** Begin Document passage **

Disaster Recovery Plan Checklist

Quarterly disaster recovery readiness workflow for IT operations and MSP teams. Covers BIA refresh, backup integrity verification, restore drills, tabletop exercises, business continuity validation, and the post-incident response sequenc...

Use this workflow

Preparation and Planning

Inventory tier-1 systems with RTO and RPO
- Pull the application inventory from the CMDB or RMM and tag each system with its RTO, RPO, and dependency tree. Common gotcha: shadow SaaS tools the business owns directly never make it onto the DR list, then become the loudest complaint during an outage. Attach the spreadsheet or export.
Collects file
Confirm the DR team roster and on-call rotation
- Verify each DR role has a primary and backup named — incident commander, comms lead, infrastructure lead, identity lead, vendor liaison. Cross-check PagerDuty or Opsgenie schedules for gaps. People leave; rosters drift.
Refresh the out-of-band communication tree
- Personal phone numbers, SMS group, Signal channel, and a non-corporate email — anything that does not depend on M365 or the corporate network being up. The first failure mode of in-band comms is that the platform itself is the incident.
Update the business impact analysis
- Walk the BIA with department leads to recalibrate revenue impact per hour, regulatory exposure (HIPAA, PCI, SOX), and customer-facing SLAs. Numbers older than 12 months are stale.
Verify vendor support contracts and escalation SLAs
- Confirm active contracts with the backup vendor (Veeam, Datto, Rubrik), the firewall vendor, the ISP, and any colo or DR-as-a-Service provider. Capture support phone numbers, account IDs, and named escalation contacts in the runbook — not in someone's inbox.

** End Document passage **
** Begin Records shown **

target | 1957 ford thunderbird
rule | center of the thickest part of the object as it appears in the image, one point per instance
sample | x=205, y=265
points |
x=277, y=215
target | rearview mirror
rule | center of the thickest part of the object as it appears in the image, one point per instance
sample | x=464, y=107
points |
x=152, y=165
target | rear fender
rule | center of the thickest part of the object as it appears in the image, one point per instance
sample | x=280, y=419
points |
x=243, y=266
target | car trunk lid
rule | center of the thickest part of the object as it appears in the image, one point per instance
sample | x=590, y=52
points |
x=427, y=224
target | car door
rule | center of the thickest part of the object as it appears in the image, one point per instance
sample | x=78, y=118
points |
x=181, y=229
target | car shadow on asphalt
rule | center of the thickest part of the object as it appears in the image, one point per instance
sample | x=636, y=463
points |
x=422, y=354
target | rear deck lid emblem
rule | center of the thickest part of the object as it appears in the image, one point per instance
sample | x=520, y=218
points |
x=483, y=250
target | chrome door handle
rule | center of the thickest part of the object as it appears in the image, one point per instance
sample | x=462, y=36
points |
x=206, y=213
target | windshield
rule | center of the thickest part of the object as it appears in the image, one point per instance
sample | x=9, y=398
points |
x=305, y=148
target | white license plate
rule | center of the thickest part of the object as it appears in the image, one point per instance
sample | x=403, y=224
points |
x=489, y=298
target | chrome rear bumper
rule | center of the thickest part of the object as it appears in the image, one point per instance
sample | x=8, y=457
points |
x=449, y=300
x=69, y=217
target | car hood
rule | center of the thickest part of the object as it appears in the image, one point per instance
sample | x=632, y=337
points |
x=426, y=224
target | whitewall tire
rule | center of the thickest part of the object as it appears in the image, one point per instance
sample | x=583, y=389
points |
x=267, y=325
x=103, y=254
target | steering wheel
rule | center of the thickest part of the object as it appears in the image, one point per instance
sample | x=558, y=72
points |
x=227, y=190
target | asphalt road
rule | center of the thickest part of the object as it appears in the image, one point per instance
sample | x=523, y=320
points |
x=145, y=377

** End Records shown **

Exercise set:
1. In the disaster recovery checklist, why should the out-of-band communication tree avoid anything that depends on M365 or the corporate network?
2. Resume the disaster recovery checklist after its vendor-contract item.

Answer set:
1. The first way in-band communication fails is that the platform itself is the incident. Channels that rely on M365 or the corporate network could therefore be down exactly when the DR team needs them.

2.
Backup and Recovery Verification

Verify nightly backup jobs in the backup console
- Open Veeam, Datto, or whichever backup platform is in use and confirm last-30-day success rate per job. Investigate every yellow and red. A green dashboard with quietly failing jobs is the most common DR failure mode.
Confirm 3-2-1 with an immutable offsite copy
- Three copies, two media, one offsite — and at least one immutable (object lock, write-once tape, or a separate cloud account that production credentials cannot reach). Ransomware that finds the backup share encrypts the backups too; immutability is the only durable defense.
Run a restore drill into an isolated VLAN
- Pick one tier-1 system and restore it end-to-end into a network-isolated recovery VLAN — VM, application, database, dependencies. Time the restore against documented RTO. The point is not that the backup file exists; the point is that the system boots and the data is consistent.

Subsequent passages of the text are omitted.